## EXERCISE REQUIREMENTS
Repeat the entries below exactly as they appear, with no pictures.

---*---

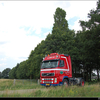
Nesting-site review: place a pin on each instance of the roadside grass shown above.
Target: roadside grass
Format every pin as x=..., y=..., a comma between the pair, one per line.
x=19, y=84
x=89, y=90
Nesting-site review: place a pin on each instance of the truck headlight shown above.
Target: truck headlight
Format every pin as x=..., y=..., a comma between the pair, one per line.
x=55, y=80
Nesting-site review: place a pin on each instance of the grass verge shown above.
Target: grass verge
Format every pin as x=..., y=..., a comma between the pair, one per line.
x=92, y=90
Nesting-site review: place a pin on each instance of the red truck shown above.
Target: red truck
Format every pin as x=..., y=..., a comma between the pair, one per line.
x=56, y=69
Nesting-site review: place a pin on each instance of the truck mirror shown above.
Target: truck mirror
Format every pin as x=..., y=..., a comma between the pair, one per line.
x=61, y=63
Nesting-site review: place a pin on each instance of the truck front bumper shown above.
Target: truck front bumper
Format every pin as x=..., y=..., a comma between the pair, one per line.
x=60, y=83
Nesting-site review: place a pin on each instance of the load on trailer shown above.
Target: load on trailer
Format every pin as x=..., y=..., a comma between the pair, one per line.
x=56, y=69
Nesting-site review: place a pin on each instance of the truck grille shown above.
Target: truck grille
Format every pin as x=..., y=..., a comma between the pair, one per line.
x=47, y=82
x=47, y=74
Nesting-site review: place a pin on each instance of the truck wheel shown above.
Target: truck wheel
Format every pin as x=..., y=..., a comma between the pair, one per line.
x=65, y=82
x=82, y=82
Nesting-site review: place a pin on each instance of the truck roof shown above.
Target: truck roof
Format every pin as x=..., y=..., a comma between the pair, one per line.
x=53, y=56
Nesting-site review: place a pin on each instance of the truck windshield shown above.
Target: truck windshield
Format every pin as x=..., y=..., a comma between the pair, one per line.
x=50, y=64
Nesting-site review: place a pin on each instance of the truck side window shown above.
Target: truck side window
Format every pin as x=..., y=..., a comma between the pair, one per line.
x=61, y=63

---*---

## THE OUTPUT
Nesting-site review: place a pin on each instance of the roadside grass shown above.
Target: roadside grass
Format every pin as x=..., y=..., a comma between the pair, one per line.
x=19, y=84
x=89, y=90
Nesting-site review: place a pin on each instance of the truck headlight shown above.
Target: truck headlight
Format every pin as x=..., y=..., a comma between the pair, one per line.
x=55, y=80
Nesting-site review: place a pin on each instance of the grass verge shown above.
Target: grass verge
Format every pin as x=..., y=..., a comma between the pair, one per line.
x=92, y=90
Nesting-site review: place a pin on each instance of the red truck shown above.
Target: red truck
Format every pin as x=..., y=..., a comma between the pair, one per line.
x=56, y=69
Nesting-site review: place a pin on each instance of the truck mirror shown above.
Target: truck mirror
Format every pin as x=..., y=..., a comma between the pair, one per line.
x=61, y=63
Nesting-site review: place a pin on each instance of the truck front bumper shown above.
Target: truck front bumper
Format every pin as x=..., y=..., a comma between the pair, one per line.
x=60, y=83
Nesting-site review: place a pin on each instance of the load on trailer shown above.
Target: load on trailer
Format every pin as x=..., y=..., a comma between the pair, one per line.
x=56, y=69
Nesting-site review: place a pin on each instance of the truck grille shown above.
Target: truck grille
Format every pin as x=..., y=..., a comma between the pair, one per line.
x=47, y=82
x=47, y=74
Nesting-site review: place a pin on each instance of the truck wheel shown above.
Target: truck wheel
Format every pin as x=..., y=..., a comma between the pair, one per line.
x=65, y=82
x=82, y=82
Nesting-site review: place a pin on each instance of the truck roof shown above.
Target: truck roof
Format every pin as x=..., y=..., a comma between the pair, one per line.
x=53, y=56
Nesting-site review: place a pin on each instance of the truck windshield shown above.
Target: truck windshield
Format every pin as x=..., y=..., a comma between the pair, one per line.
x=50, y=64
Nesting-site review: place a pin on each instance of the truck side window shown above.
Target: truck side window
Format every pin as x=..., y=..., a comma between the pair, one per line.
x=61, y=63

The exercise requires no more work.